# Extrait cité
========

Quelle est la légitimité de la fiscalité comportementale ? En quoi l’État se doit-il d’intervenir dans le mode de vie des citoyens ? Quels sont les dérives liées à cette approche de la taxation ? Victor Fouquet, Chargé de mission Budget et Fiscalité au Sénat, enseignant en fiscalité et finances publiques à l’Université Paris 1 Panthéon-Sorbonne fait le point.
Le rôle de l’État est-il réellement de réguler les comportements des citoyens au travers de la fiscalité comportementale ?
Longtemps, l’impôt n’a eu de légitimité que dans la mesure où il était prélevé pour l’entretien de l’État, dont le rôle se bornait à assurer la sûreté des biens et des personnes, et à garantir les droits individuels. Cette conception de la fiscalité s’est maintenue et a prédominé jusqu’à la fin du XIXe siècle. Après quoi, sous l’influence des idées solidaristes puis socialistes, a infusé l’idée d’une solidarité fiscale selon laquelle l’impôt pouvait répartir des richesses « mal » distribuées et corriger des inégalités matérielles « trop » prononcées.

========

# Données enregistrées

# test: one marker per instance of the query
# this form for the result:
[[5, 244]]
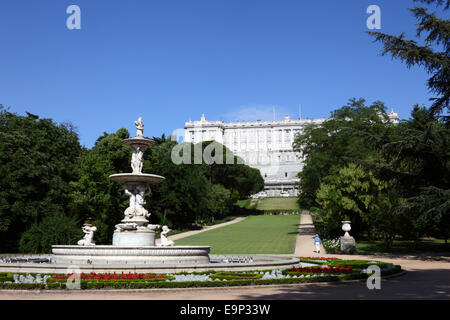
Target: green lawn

========

# Votre travail
a - D'après l'extrait sur la fiscalité comportementale, jusqu'à quelle époque la conception de l'impôt destiné à l'entretien de l'État a-t-elle prédominé ?
b - Poursuivez l'extrait sur la fiscalité comportementale à partir de sa dernière phrase.
Le matériau placé après l'extrait est indépendant de celui-ci.

# Résultats par tâche
a - Jusqu'à la fin du XIXe siècle.

b -
La fiscalité s’est introduite au cœur de l’organisation de la société, que les gouvernants sont depuis lors tentés de façonner à leur guise. La fiscalité comportementale n’est finalement qu’un avatar de cette fiscalité « modificatrice », « transformatrice », et pour ainsi dire « constructiviste ». Cette forme de démiurgie fiscale est aujourd’hui d’autant plus mal acceptée, et l’impôt d’autant plus difficilement consenti, que l’État peine, dans le même temps, à remplir efficacement ses fonctions régaliennes fondatrices.
Quels sont les effets pervers de ce type de fiscalité ?
Le premier des effets pervers de la fiscalité comportementale réside dans le caractère potentiellement illimité de son champ d’application. L’État décide ici ou là d’appliquer un prélèvement fiscal au motif que la consommation ou la production d’un bien (alcool, tabac, sucre, carburants, viande, etc.) aurait un impact qu’il juge négatif, sur notre propre bien-être ou sur le bien-être d’autrui (ce sont, dans ce dernier cas, les fameuses « externalités » parmi lesquelles figurent les atteintes à l’environnement ou à la santé).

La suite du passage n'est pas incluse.